'''

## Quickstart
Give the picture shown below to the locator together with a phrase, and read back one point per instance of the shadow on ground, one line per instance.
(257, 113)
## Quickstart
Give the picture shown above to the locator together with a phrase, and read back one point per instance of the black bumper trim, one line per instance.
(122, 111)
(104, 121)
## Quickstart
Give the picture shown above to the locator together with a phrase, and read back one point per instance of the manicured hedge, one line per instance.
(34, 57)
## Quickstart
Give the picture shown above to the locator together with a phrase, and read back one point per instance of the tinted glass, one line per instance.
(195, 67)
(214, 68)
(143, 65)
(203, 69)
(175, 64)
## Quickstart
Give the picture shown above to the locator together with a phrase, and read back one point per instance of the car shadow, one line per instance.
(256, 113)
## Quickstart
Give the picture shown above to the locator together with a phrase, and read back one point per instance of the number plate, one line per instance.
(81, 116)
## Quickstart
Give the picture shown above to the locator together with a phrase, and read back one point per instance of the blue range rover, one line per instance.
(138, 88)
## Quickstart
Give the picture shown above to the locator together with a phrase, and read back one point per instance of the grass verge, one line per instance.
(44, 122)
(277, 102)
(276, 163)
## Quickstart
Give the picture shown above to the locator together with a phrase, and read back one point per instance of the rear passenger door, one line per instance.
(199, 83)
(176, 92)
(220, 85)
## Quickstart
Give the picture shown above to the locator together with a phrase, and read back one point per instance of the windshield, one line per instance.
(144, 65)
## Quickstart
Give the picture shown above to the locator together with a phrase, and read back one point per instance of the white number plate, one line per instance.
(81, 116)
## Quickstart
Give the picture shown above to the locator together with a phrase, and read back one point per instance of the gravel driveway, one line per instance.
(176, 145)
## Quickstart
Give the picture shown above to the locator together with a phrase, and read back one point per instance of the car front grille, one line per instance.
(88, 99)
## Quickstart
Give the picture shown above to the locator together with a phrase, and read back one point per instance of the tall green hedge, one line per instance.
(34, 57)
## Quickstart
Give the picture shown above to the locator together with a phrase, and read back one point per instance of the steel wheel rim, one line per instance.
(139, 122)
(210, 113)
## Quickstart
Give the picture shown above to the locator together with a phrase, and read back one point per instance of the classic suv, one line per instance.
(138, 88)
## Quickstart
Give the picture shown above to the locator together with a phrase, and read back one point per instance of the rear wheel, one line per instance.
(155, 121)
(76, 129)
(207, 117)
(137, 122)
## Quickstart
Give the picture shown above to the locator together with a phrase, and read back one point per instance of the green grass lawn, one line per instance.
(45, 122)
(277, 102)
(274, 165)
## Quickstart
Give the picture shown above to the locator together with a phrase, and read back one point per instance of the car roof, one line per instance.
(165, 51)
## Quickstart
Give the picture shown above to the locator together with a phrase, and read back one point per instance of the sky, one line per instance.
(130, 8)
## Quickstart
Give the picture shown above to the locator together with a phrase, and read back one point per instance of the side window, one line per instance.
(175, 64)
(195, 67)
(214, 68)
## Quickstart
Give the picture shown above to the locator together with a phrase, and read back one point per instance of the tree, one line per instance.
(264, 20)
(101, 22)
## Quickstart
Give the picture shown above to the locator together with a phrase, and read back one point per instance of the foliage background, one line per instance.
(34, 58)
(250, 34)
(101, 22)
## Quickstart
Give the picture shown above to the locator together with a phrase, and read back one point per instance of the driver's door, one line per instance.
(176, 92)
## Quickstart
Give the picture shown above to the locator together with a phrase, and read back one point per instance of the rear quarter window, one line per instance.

'''

◆ **TASK TO CARRY OUT**
All of the records must be retyped exactly as they are.

◆ **RESPONSE TO THIS EXERCISE**
## Quickstart
Give the picture shown below to the locator together with a phrase, and read back one point per instance of the shadow on ground, one line per instance.
(257, 113)
## Quickstart
Give the picture shown above to the locator together with a phrase, and read back one point per instance of the black bumper trim, one line per instance.
(122, 111)
(104, 121)
## Quickstart
Give the picture shown above to the locator together with a phrase, and read back one point per instance of the manicured hedge, one line per instance.
(34, 57)
## Quickstart
Give the picture shown above to the locator together with a phrase, and read back one point per instance of the tinted glass, one line per instance.
(195, 67)
(214, 68)
(143, 65)
(203, 69)
(175, 64)
## Quickstart
Give the picture shown above to the locator together with a phrase, and read back one point per instance of the car shadow, one line per instance.
(256, 113)
## Quickstart
Give the picture shown above to the locator together with a phrase, and read back one point per instance of the number plate, one line per instance.
(81, 116)
## Quickstart
Give the picture shown above to the locator together with a phrase, and read back one point per instance of the blue range rover, one line per instance.
(138, 88)
## Quickstart
Give the picture shown above to the locator together with a phrase, and read back one point per instance of the grass verge, one line per instance.
(44, 122)
(277, 102)
(276, 163)
## Quickstart
Give the picture shown above to the locator together with a phrase, and read back one point per instance of the rear passenger door, one line per instance.
(199, 83)
(176, 92)
(220, 85)
## Quickstart
Give the picture shown above to the locator together with a phrase, and read back one point per instance of the windshield, one line per instance.
(144, 65)
## Quickstart
Give the picture shown above to the locator together with a phrase, and read back one point per instance of the white number plate, one line per instance.
(81, 116)
## Quickstart
Give the picture shown above to the locator together with a phrase, and read back one point per instance of the gravel driveway, one line per instance.
(176, 145)
## Quickstart
Give the picture shown above to the locator together with a phrase, and read back one point per instance of the car front grille, one line per instance.
(88, 99)
## Quickstart
Give the picture shown above to the locator together with a phrase, and read back one point per instance of the tall green hedge, one line per instance.
(34, 57)
## Quickstart
Give the picture shown above to the locator together with a phrase, and read back one point per instance of the steel wheel rim, one line per instance.
(139, 122)
(210, 113)
## Quickstart
Give the picture shown above to the locator together with a phrase, and read back one point per instance of the classic suv, one line per instance.
(138, 88)
## Quickstart
Give the picture shown above to the locator together with a phrase, and read back one point per instance of the rear wheel, one line per instance.
(155, 121)
(76, 129)
(207, 117)
(137, 122)
## Quickstart
Give the picture shown above to the locator together with a phrase, and read back one point per instance of the green grass lawn, one line per instance.
(45, 122)
(277, 102)
(274, 165)
## Quickstart
Give the picture shown above to the locator together with a phrase, and read back one point per instance of the car roof, one line per instance.
(165, 51)
## Quickstart
Give the picture shown above to the locator together with a phrase, and read back one point per instance of the sky, one line per instance.
(130, 8)
## Quickstart
Give the picture shown above to the locator together with a phrase, and read back one point per instance of the side window, one line per instance.
(175, 64)
(195, 67)
(214, 68)
## Quickstart
Give the picture shown above to the locator together with a phrase, and read back one point per instance of the tree, one line per instance.
(264, 20)
(101, 22)
## Quickstart
Give the picture shown above to the locator together with a phrase, and read back one point per instance of the foliage background, one line per instance.
(34, 58)
(250, 34)
(101, 22)
## Quickstart
Give the picture shown above to the locator together with a phrase, and read back one point per instance of the driver's door, one line per instance.
(176, 92)
## Quickstart
Give the picture shown above to the locator together with a phrase, and read back one point per instance of the rear quarter window, one line per instance.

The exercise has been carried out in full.